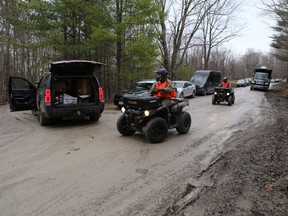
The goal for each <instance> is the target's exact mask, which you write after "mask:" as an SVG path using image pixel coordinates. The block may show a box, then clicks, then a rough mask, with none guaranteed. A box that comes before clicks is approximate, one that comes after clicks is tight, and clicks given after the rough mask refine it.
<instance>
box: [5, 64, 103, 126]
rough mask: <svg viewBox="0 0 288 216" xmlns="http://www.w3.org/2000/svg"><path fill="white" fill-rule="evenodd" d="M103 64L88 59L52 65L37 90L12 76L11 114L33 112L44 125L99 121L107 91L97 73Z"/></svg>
mask: <svg viewBox="0 0 288 216" xmlns="http://www.w3.org/2000/svg"><path fill="white" fill-rule="evenodd" d="M102 65H104V64H103V63H99V62H95V61H86V60H70V61H57V62H52V63H51V67H50V72H47V73H45V74H44V75H43V76H42V77H41V79H40V80H39V81H38V82H36V85H37V87H35V86H34V85H33V84H31V83H30V82H29V81H28V80H26V79H24V78H21V77H9V98H10V100H9V104H10V111H11V112H14V111H22V110H32V111H33V113H36V114H37V115H38V116H39V121H40V124H41V125H42V126H45V125H48V124H49V123H50V122H51V120H52V119H56V118H62V119H65V118H67V119H71V118H84V117H89V118H90V120H91V121H97V120H98V119H99V118H100V117H101V114H102V112H103V110H104V92H103V90H102V88H101V86H100V83H99V81H98V79H97V77H96V74H95V73H96V70H99V69H100V67H101V66H102Z"/></svg>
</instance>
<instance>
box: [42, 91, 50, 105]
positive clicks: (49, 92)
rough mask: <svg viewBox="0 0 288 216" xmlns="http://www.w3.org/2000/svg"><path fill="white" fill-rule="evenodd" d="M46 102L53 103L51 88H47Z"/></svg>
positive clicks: (45, 92) (45, 98)
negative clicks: (49, 88) (51, 94)
mask: <svg viewBox="0 0 288 216" xmlns="http://www.w3.org/2000/svg"><path fill="white" fill-rule="evenodd" d="M44 102H45V103H51V90H50V89H45V95H44Z"/></svg>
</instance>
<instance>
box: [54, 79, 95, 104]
mask: <svg viewBox="0 0 288 216" xmlns="http://www.w3.org/2000/svg"><path fill="white" fill-rule="evenodd" d="M53 93H54V94H53V102H54V105H79V104H93V103H96V102H97V100H98V89H96V86H95V85H93V77H90V76H60V75H57V76H55V77H54V78H53Z"/></svg>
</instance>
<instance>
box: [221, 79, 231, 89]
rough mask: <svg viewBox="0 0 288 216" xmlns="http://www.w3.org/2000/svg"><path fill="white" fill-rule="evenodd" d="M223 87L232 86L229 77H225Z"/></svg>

────────────────

#### Exercise aim:
Repeat the material above with every "rough mask" changed to "coarse mask", keeping everything else as it is and leaving the pictures out.

#### Solution for this exercise:
The goal for each <instance> is the target's exact mask, which you write after "mask:" as an SVG path using image pixel coordinates. The block may show a box, then clicks, then a coarse mask, with none guaranteed. A box that comes before clicks is approximate, one that comes after clicks is tight, and clicks given after the coarse mask refine it.
<instance>
box: [5, 64, 103, 126]
coarse mask: <svg viewBox="0 0 288 216" xmlns="http://www.w3.org/2000/svg"><path fill="white" fill-rule="evenodd" d="M103 64L88 59L52 65L37 90L12 76L11 114L33 112L44 125L99 121L107 91L97 73Z"/></svg>
mask: <svg viewBox="0 0 288 216" xmlns="http://www.w3.org/2000/svg"><path fill="white" fill-rule="evenodd" d="M102 65H104V64H103V63H99V62H95V61H86V60H70V61H57V62H52V63H51V67H50V72H47V73H45V74H44V75H43V76H42V77H41V79H40V80H39V81H38V82H36V85H37V87H35V86H34V85H33V84H31V83H30V82H29V81H28V80H26V79H24V78H21V77H9V98H10V100H9V104H10V111H11V112H14V111H22V110H32V111H33V113H36V114H37V115H38V116H39V121H40V124H41V125H42V126H45V125H48V124H49V123H50V122H51V120H52V119H56V118H62V119H65V118H67V119H71V118H84V117H89V118H90V120H91V121H97V120H98V119H99V118H100V117H101V114H102V112H103V110H104V92H103V90H102V88H101V86H100V83H99V81H98V79H97V77H96V74H95V73H96V70H99V69H100V67H101V66H102Z"/></svg>
</instance>
<instance>
box: [42, 91, 50, 105]
positive clicks: (49, 92)
coarse mask: <svg viewBox="0 0 288 216" xmlns="http://www.w3.org/2000/svg"><path fill="white" fill-rule="evenodd" d="M46 102L53 103L51 88H47Z"/></svg>
positive clicks: (45, 92) (45, 98)
negative clicks: (49, 88) (51, 94)
mask: <svg viewBox="0 0 288 216" xmlns="http://www.w3.org/2000/svg"><path fill="white" fill-rule="evenodd" d="M44 102H45V103H51V90H50V89H45V95H44Z"/></svg>
</instance>
<instance>
box: [54, 79, 95, 104]
mask: <svg viewBox="0 0 288 216" xmlns="http://www.w3.org/2000/svg"><path fill="white" fill-rule="evenodd" d="M53 93H54V94H53V102H54V105H79V104H93V103H96V102H97V100H98V89H96V86H95V85H93V77H90V76H60V75H57V76H55V77H54V78H53Z"/></svg>
</instance>
<instance>
box: [221, 79, 231, 89]
coarse mask: <svg viewBox="0 0 288 216" xmlns="http://www.w3.org/2000/svg"><path fill="white" fill-rule="evenodd" d="M223 87L232 86L229 77H225Z"/></svg>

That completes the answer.